Consigne: Écrivez la suite de l'entretien sur le recouvrement d'âme dans la vision chamanique, à partir de sa dernière phrase.

Extrait proposé:
Interview de Liliane van der Velde par Frédérika van Ingen

F : Peux tu dire d’où vient cette pratique de recouvrement d’âme et quelle est son origine.

L : Quand les Anciens ou les Peuples Premiers perçoivent qu’il manque quelque chose die vital à une personne, que son âme n’est pas bien incarnée dans son corps, ils vont faire des pratiques pour qu’elle se raccorde. Cela peut être des choses simples : être plus en harmonie avec sa propre voie, par exemple faire une quête de vision pour écouter ce que son âme veut, pour la suivre et découvrir sa mission. Souvent les maladies – et pas seulement les symptômes physiques les maladies psychiques, les accidents également - sont des indications qu’il faut réfléchir et se poser la question : « Suis-je toujours sur ma voie ? Est-ce que j’écoute bien toujours mon âme ? Et si je ne l’écoute pas, alors je risque de vraiment tomber malade.

F : C’est peut-être important d’abord de définir ce qu’est cette notion d’âme dans la vision chamanique.

L : Oui, c’est la dimension invisible intelligente qui nous anime. Tout dans l’univers est animé par une intelligence invisible, qu’on appelle le Grand Esprit ou qui prend d’autres noms selon les traditions. Cette intelligence anime aussi les espèces, les arbres, les lieux et même les pays. Et en tant qu’être humain, on a aussi une dimension invisible reliée à cette toile du Vivant qui nous anime et qu’on appelle notre âme.

F : Cette partie-là est individuelle ?

L : Oui, elle est individuelle, mais en même temps, dans cette dimension invisible, tout est relié. Le propre de la vision chamanique, c’est de percevoir qu’il y a un lien entre toute chose. Ce lien n’est pas visible, mais on peut percevoir ses effets dans la nature : comment tout respire ensemble, comment tout est interrelié. Peut-être que pour les peuples racine, c’est plus visible… par exemple ils peuvent très bien percevoir que quelqu’un n’est pas en lien avec son âme. Avec la vision et l’état de conscience chamanique, on peut demander où se trouve l’âme de quelqu’un et voir si elle est bien associée au corps.

Et d’ailleurs c’est un problème de société chez nous : beaucoup de personnes ne sont pas associées à leur âme ni à l’intelligence du Vivant. et cette absence de lien peut se manifester par exemple, par de la dépression, une maladie psychologique, un désintérêt de la vie.
Ces états sont l’expression d’une perte d’âme parce que, depuis la dimension invisible où elle se situe, l’âme a vraiment envie d’être en accord avec le corps et avec la vie physiquement. C’est comme si, quand nous nous désintéressons d’elle, elle s'éloigne aussi de nous, elle va envoyer des signaux à travers des symptômes, des maladies. Plus on va être associé à notre âme, plus on va être associé à notre corps, en bonne santé, à notre place dans la vie, là où notre âme a envie qu’on soit.

Données fournies:
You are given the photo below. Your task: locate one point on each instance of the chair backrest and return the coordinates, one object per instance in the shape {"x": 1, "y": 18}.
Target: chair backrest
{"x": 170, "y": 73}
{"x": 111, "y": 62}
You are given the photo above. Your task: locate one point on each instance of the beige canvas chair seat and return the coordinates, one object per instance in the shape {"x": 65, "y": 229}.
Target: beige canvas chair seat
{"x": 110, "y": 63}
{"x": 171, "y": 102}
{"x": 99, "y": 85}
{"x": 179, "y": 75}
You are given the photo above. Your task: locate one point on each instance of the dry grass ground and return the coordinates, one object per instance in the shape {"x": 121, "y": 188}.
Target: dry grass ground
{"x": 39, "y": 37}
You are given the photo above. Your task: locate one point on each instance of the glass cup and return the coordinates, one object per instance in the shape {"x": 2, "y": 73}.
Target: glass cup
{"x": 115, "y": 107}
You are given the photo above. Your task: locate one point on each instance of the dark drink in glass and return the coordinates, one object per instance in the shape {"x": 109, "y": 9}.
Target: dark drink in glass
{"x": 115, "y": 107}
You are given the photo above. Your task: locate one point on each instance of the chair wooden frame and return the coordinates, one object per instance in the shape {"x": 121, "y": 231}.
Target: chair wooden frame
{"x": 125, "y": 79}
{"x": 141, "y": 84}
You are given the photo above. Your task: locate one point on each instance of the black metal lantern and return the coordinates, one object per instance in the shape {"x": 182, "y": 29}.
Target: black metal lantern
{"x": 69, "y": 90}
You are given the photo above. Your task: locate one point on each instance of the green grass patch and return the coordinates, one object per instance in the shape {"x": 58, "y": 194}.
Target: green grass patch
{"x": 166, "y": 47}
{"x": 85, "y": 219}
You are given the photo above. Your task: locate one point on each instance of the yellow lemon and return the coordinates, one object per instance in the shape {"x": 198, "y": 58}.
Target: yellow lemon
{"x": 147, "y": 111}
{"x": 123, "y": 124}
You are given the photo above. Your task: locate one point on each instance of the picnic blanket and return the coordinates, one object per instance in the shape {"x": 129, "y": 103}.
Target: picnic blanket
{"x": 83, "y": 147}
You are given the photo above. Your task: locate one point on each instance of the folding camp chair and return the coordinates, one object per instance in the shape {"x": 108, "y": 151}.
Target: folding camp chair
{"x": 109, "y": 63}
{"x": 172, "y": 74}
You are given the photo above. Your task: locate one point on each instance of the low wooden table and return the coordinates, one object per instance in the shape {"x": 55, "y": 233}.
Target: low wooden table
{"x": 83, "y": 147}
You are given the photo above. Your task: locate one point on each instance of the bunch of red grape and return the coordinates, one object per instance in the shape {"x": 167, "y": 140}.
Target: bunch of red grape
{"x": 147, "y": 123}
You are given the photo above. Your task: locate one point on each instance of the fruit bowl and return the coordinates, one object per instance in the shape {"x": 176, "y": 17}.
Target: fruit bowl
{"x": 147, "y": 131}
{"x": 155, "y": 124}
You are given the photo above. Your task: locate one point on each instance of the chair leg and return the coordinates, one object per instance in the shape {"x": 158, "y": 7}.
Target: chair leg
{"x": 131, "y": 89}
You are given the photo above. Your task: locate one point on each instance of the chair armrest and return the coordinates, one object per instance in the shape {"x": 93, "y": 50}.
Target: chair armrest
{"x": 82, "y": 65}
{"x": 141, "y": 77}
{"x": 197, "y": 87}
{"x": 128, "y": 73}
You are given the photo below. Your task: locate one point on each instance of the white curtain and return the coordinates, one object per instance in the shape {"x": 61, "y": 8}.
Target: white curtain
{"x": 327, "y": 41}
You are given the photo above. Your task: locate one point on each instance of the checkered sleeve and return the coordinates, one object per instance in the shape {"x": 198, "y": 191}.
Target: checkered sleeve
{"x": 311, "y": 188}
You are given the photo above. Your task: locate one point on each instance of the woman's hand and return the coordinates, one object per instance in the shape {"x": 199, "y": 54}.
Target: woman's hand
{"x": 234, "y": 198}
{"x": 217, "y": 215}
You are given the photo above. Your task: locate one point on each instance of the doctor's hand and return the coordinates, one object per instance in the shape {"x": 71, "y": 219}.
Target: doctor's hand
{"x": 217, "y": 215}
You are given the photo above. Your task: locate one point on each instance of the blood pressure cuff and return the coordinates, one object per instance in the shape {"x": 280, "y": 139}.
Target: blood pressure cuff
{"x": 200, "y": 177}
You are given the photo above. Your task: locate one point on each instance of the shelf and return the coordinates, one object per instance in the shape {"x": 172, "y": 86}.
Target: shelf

Votre réponse:
Le souhait de cet élan de l’invisible qui anime tout ce qui vit, c’est de fleurir, de se matérialiser, de grandir, de s’exprimer, d’interagir, de bénéficier à la croissance de l’ensemble. Notre âme a envie de ça aussi et si on ne se sent pas à sa place, si on n’a pas d’endroit pour s’exprimer, que l'on n’est pas relié à la vie et à la terre, alors elle se met en retrait, un peu comme entre parenthèses, c’est une forme de dissociation. « Perte d’âme » est un grand mot, on ne la perd pas, c’est simplement qu’elle se replie à un endroit où elle est en sécurité, elle est comme en attente. En général ce n’est pas l’âme elle-même qui est abîmée, c’est notre lien, notre relation à elle qui est coupée.

F : D’accord, on arrive dans la vie avec une âme reliée à notre corps et il y a des évènements de la vie qui vont qui vont nous blesser et alors l’âme va, d’une certaine façon, se protéger en s'éloignant?

L : Il y a différentes causes qui vont jouer dans cette mise en à distance de l'âme. Il y a la perte d’âme liée à un évènement brutal : un accident, une chute, la perte de quelqu’un, la perte de son pays, la perte de son travail ; dans ce cas il y a un choc important identifié qui fait que l’âme se dissocie de nous.
Mais une autre cause peut être le terrain hérité : si il y avait déjà une faible connexion à qui l’on est, à ce pour quoi on est là, à son environnement ; et cette faiblesse du lien augmentant ensuite avec l’éducation, avec certains faits sociétaux (tel que le harcèlement moral au travail), alors la coupure devient chronique et peut conduire à une dépression durable. Le langage chamanique parle de « perte d’âme » mais on se rend compte de plus en plus que ce n’est pas réellement perdre le lien à notre âme, parce que, si on l’avait complètement perdue, on ne serait plus vivant, on serait dans le coma ou on fonctionnerait très peu. Il y a toujours des liens avec elle, mais ils sont ténus. Ils sont entretenus faiblement pendant la nuit quand on dort : alors une part de notre conscience reste dans ce lien pour se nourrir d’elle et continuer de vivre.

F : Pendant la nuit, c’est le moment où l’âme entre en contact avec nous ?

L : Oui, une partie de notre conscience et de notre corps va garder ce lien avec cette dimension invisible. C’est pour ça qu’on a vraiment besoin de dormir et de rêver, pour garder le lien avec cette dimension invisible qui relie tout, sinon on devient un peu comme des marionnettes qui ne sont plus du tout associées à notre souffle de vie et à notre âme, ni au reste du vivant. Durant le sommeil, cela se fait de façon inconsciente pour maintenir un lien.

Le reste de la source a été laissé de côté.